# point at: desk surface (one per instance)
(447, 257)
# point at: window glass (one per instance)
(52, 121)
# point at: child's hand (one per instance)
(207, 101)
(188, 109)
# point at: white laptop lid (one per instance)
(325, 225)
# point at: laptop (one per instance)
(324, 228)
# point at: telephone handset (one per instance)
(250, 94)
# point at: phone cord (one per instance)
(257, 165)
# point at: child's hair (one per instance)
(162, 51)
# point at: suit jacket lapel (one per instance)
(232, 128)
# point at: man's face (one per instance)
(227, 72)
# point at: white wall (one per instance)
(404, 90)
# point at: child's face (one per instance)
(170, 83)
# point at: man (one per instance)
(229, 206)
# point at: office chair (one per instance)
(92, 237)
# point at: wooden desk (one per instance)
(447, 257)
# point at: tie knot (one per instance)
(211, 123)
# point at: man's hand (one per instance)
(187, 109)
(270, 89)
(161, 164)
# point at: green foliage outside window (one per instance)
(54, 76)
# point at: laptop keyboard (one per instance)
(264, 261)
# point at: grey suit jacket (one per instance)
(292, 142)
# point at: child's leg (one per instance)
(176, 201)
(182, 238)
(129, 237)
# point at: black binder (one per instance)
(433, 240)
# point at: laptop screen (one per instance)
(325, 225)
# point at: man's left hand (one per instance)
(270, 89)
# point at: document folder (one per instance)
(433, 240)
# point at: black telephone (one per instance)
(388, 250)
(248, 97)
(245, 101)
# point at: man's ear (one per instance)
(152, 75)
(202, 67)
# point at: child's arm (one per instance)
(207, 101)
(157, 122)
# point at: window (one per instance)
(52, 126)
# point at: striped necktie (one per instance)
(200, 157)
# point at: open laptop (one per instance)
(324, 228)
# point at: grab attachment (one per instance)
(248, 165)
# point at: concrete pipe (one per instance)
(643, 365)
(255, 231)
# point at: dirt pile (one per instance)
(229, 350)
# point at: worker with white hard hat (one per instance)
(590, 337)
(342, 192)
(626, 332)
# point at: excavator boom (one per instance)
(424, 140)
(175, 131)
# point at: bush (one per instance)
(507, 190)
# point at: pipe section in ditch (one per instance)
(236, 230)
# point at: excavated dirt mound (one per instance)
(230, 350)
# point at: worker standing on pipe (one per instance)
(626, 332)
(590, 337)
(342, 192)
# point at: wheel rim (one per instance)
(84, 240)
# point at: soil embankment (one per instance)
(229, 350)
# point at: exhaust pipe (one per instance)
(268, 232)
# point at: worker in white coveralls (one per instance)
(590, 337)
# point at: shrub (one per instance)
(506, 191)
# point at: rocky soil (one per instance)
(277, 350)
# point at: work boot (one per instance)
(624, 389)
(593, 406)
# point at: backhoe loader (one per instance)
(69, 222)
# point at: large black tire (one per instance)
· · · ·
## Exercise instructions
Word for word, copy all of the listing above.

## Reply to the exercise
# point at: desk surface (one per instance)
(447, 257)
# point at: window glass (one per instance)
(52, 121)
# point at: child's hand (one per instance)
(207, 101)
(188, 109)
# point at: white laptop lid (one per instance)
(325, 225)
# point at: laptop (one per instance)
(324, 228)
# point at: telephone handset (one per instance)
(250, 94)
# point at: phone cord (one per instance)
(257, 165)
# point at: child's hair (one per instance)
(162, 51)
# point at: suit jacket lapel (one per instance)
(232, 128)
# point at: man's face (one per instance)
(227, 72)
# point at: white wall (one per instance)
(404, 90)
# point at: child's face (one per instance)
(170, 83)
# point at: man (one per instance)
(229, 206)
# point at: office chair (one per instance)
(92, 237)
# point at: wooden desk (one per instance)
(447, 257)
# point at: tie knot (one per instance)
(211, 123)
# point at: man's hand (one per instance)
(187, 109)
(270, 89)
(161, 164)
# point at: green foliage outside window (one per instance)
(54, 76)
# point at: laptop keyboard (one per instance)
(264, 261)
# point at: grey suit jacket (one per instance)
(292, 142)
# point at: child's leg (one per instance)
(176, 201)
(182, 238)
(129, 237)
# point at: black binder (one per instance)
(433, 240)
# point at: laptop screen (one per instance)
(325, 225)
# point at: man's left hand (one per instance)
(270, 89)
# point at: document folder (one per instance)
(433, 240)
# point at: black telephone (one per instance)
(388, 250)
(248, 97)
(245, 101)
# point at: man's ear (one per instance)
(152, 75)
(202, 67)
# point at: child's arm (one per instance)
(207, 101)
(157, 122)
# point at: window (one per instance)
(52, 126)
# point at: striped necktie (one per instance)
(200, 157)
# point at: open laptop (one per instance)
(324, 228)
# point at: grab attachment (one per instance)
(248, 165)
# point at: concrete pipe (one per instance)
(643, 365)
(255, 231)
# point at: dirt pile (one per instance)
(229, 350)
# point at: worker with white hard hat (one per instance)
(590, 337)
(342, 192)
(626, 332)
# point at: excavator boom (one per instance)
(424, 140)
(175, 131)
# point at: bush (one per instance)
(507, 190)
# point at: pipe section in ditch (one per instance)
(236, 230)
# point at: excavated dirt mound (one per instance)
(230, 350)
# point at: worker standing on pipe (one per instance)
(626, 332)
(590, 337)
(342, 192)
# point at: wheel rim (one per instance)
(84, 240)
# point at: soil embankment (one per instance)
(229, 350)
# point at: exhaust pipe (one per instance)
(268, 232)
# point at: worker in white coveralls (one per instance)
(590, 337)
# point at: shrub (one per instance)
(506, 191)
# point at: rocky soil (one per instance)
(277, 350)
# point at: work boot (one per instance)
(624, 389)
(593, 406)
# point at: backhoe loader (one per instance)
(69, 222)
# point at: large black tire (one per instance)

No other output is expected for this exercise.